◆ **Required action**
Each line of the data below should be restated exactly, with images left out.

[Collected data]

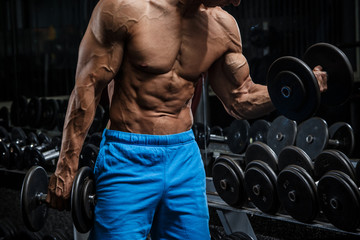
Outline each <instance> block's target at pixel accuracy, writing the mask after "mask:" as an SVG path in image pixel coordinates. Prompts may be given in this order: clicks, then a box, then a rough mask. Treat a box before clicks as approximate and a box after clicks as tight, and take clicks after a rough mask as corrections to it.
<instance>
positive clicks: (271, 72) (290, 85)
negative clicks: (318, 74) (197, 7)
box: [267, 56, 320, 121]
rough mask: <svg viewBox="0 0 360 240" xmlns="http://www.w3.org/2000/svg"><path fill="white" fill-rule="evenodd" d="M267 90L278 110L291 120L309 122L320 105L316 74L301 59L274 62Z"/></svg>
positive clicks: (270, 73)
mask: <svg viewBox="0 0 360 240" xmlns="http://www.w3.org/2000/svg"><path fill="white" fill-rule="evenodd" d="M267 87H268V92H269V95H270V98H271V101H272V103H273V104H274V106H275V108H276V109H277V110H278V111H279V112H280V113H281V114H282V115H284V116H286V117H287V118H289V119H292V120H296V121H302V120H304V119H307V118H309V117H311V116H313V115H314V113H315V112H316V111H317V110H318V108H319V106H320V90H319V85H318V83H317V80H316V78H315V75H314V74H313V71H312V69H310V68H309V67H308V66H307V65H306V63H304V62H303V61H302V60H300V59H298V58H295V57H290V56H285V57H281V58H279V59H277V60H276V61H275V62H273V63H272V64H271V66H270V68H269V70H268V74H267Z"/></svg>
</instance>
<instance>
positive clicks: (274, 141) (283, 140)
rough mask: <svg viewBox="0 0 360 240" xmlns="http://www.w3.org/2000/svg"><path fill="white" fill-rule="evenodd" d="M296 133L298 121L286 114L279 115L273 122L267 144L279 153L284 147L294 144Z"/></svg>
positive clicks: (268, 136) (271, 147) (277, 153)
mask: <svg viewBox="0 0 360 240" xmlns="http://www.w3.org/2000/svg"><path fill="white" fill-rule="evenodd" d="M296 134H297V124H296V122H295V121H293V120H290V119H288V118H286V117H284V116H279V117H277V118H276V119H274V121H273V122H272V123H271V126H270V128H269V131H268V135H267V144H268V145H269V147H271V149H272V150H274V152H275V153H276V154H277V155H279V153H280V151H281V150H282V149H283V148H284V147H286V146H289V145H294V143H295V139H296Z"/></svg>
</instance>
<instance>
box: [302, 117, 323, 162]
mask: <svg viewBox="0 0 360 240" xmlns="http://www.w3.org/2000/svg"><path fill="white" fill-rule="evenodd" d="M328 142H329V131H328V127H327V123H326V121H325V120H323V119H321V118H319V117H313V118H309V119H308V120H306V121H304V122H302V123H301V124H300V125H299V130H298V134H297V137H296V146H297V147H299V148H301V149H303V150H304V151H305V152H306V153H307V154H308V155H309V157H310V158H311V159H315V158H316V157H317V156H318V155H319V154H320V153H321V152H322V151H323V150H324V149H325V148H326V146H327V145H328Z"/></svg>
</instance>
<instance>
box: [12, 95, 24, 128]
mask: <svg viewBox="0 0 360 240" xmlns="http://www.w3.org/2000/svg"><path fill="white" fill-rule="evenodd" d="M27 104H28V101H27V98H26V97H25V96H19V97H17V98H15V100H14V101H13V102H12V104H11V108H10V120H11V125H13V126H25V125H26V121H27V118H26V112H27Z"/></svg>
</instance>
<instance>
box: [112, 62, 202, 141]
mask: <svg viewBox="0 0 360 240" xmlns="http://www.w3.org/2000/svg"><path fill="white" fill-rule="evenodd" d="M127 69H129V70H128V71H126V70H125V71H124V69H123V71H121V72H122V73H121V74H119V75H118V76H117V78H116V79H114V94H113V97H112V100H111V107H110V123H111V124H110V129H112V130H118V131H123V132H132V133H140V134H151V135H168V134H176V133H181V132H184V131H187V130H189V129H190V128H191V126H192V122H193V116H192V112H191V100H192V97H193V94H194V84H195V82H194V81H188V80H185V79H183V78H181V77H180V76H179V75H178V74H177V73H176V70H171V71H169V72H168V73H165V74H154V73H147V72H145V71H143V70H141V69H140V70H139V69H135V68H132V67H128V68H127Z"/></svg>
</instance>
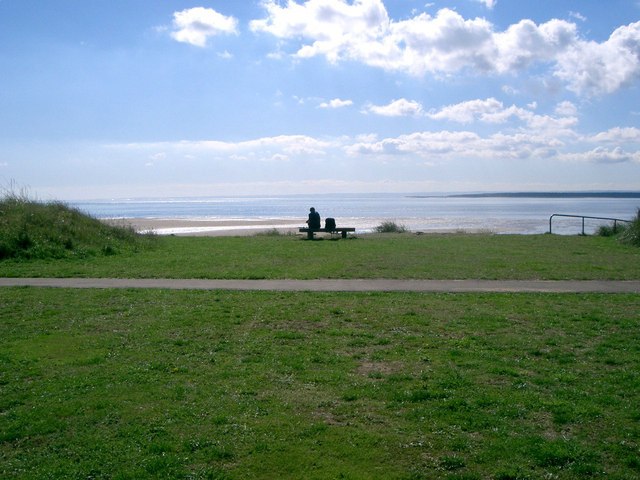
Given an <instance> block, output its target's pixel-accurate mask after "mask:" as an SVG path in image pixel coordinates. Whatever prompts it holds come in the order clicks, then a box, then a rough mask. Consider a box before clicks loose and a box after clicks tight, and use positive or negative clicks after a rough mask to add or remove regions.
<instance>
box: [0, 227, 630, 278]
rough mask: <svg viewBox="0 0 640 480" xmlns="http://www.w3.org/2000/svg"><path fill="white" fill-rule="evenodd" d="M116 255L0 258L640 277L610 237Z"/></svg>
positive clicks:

◆ **Answer to this task**
Outline each <instance> block's target at pixel accuracy, writing the mask after "mask:" as an SVG path in image pixel coordinates. Prompts may be given in this order: clicks, then a box, then a rough mask. Treat a box before clicks as approximate and a box after clicks as tight, and take clicks after a rough mask as corrections to it.
<instance>
positive clicks: (271, 72) (290, 85)
negative clicks: (318, 74) (197, 7)
box: [267, 56, 320, 121]
rough mask: <svg viewBox="0 0 360 240" xmlns="http://www.w3.org/2000/svg"><path fill="white" fill-rule="evenodd" d="M267 90L278 110L291 120L309 122L320 105L316 74L301 59L274 62Z"/></svg>
positive clicks: (270, 73)
mask: <svg viewBox="0 0 360 240" xmlns="http://www.w3.org/2000/svg"><path fill="white" fill-rule="evenodd" d="M267 87H268V92H269V95H270V98H271V101H272V103H273V104H274V106H275V108H276V109H277V110H278V111H279V112H280V113H281V114H282V115H284V116H286V117H287V118H289V119H292V120H296V121H302V120H304V119H307V118H309V117H311V116H313V115H314V113H315V112H316V111H317V110H318V108H319V106H320V90H319V85H318V83H317V80H316V78H315V75H314V74H313V71H312V69H310V68H309V67H308V66H307V65H306V63H304V62H303V61H302V60H300V59H298V58H295V57H290V56H285V57H281V58H279V59H277V60H276V61H275V62H273V63H272V64H271V66H270V68H269V70H268V74H267Z"/></svg>
</instance>
<instance>
positive clicks: (274, 141) (283, 140)
rough mask: <svg viewBox="0 0 360 240" xmlns="http://www.w3.org/2000/svg"><path fill="white" fill-rule="evenodd" d="M296 133L298 121L286 114L279 115L273 122L267 144L279 153L284 147L294 144Z"/></svg>
positive clicks: (268, 136) (271, 147) (277, 153)
mask: <svg viewBox="0 0 360 240" xmlns="http://www.w3.org/2000/svg"><path fill="white" fill-rule="evenodd" d="M296 134H297V124H296V122H295V121H293V120H290V119H288V118H286V117H284V116H279V117H277V118H276V119H274V121H273V122H272V123H271V126H270V128H269V131H268V135H267V144H268V145H269V147H271V149H272V150H274V152H275V153H276V154H277V155H279V153H280V151H281V150H282V149H283V148H284V147H286V146H289V145H294V143H295V139H296Z"/></svg>
</instance>
<instance>
box: [302, 117, 323, 162]
mask: <svg viewBox="0 0 360 240" xmlns="http://www.w3.org/2000/svg"><path fill="white" fill-rule="evenodd" d="M328 142H329V131H328V127H327V123H326V121H325V120H323V119H321V118H319V117H313V118H309V119H308V120H306V121H304V122H302V123H301V124H300V125H299V130H298V134H297V137H296V146H297V147H299V148H301V149H303V150H304V151H305V152H306V153H307V154H308V155H309V157H310V158H311V159H315V158H316V157H317V156H318V155H319V154H320V153H321V152H322V151H323V150H324V149H325V148H326V146H327V145H328Z"/></svg>
</instance>
<instance>
box: [12, 95, 24, 128]
mask: <svg viewBox="0 0 360 240" xmlns="http://www.w3.org/2000/svg"><path fill="white" fill-rule="evenodd" d="M27 104H28V101H27V98H26V97H25V96H19V97H17V98H15V100H14V101H13V102H12V104H11V108H10V120H11V125H13V126H25V125H26V121H27V118H26V112H27Z"/></svg>
</instance>
<instance>
box: [112, 62, 202, 141]
mask: <svg viewBox="0 0 360 240" xmlns="http://www.w3.org/2000/svg"><path fill="white" fill-rule="evenodd" d="M127 69H129V70H128V71H126V70H125V71H124V69H123V71H121V72H122V73H121V74H119V75H118V76H117V78H116V79H114V94H113V97H112V100H111V107H110V123H111V124H110V129H112V130H118V131H123V132H132V133H140V134H151V135H168V134H176V133H181V132H184V131H187V130H189V129H190V128H191V126H192V122H193V116H192V112H191V100H192V97H193V94H194V84H195V82H194V81H188V80H185V79H183V78H181V77H180V76H179V75H178V74H177V73H176V70H171V71H169V72H168V73H165V74H154V73H147V72H145V71H143V70H141V69H140V70H139V69H135V68H132V67H128V68H127Z"/></svg>
</instance>
Given an <instance> block, output its target's pixel-accurate mask after "mask:" as an SVG path in image pixel coordinates. Whatever prompts it holds come in the order clicks, then a box, then a rough mask. Consider a box before clicks loose and a box after clicks tight, and use positive or negative clicks after a rough mask to add or remove regions.
<instance>
box: [0, 227, 630, 278]
rough mask: <svg viewBox="0 0 640 480" xmlns="http://www.w3.org/2000/svg"><path fill="white" fill-rule="evenodd" d="M116 255L0 258L640 277L610 237Z"/></svg>
positive clicks:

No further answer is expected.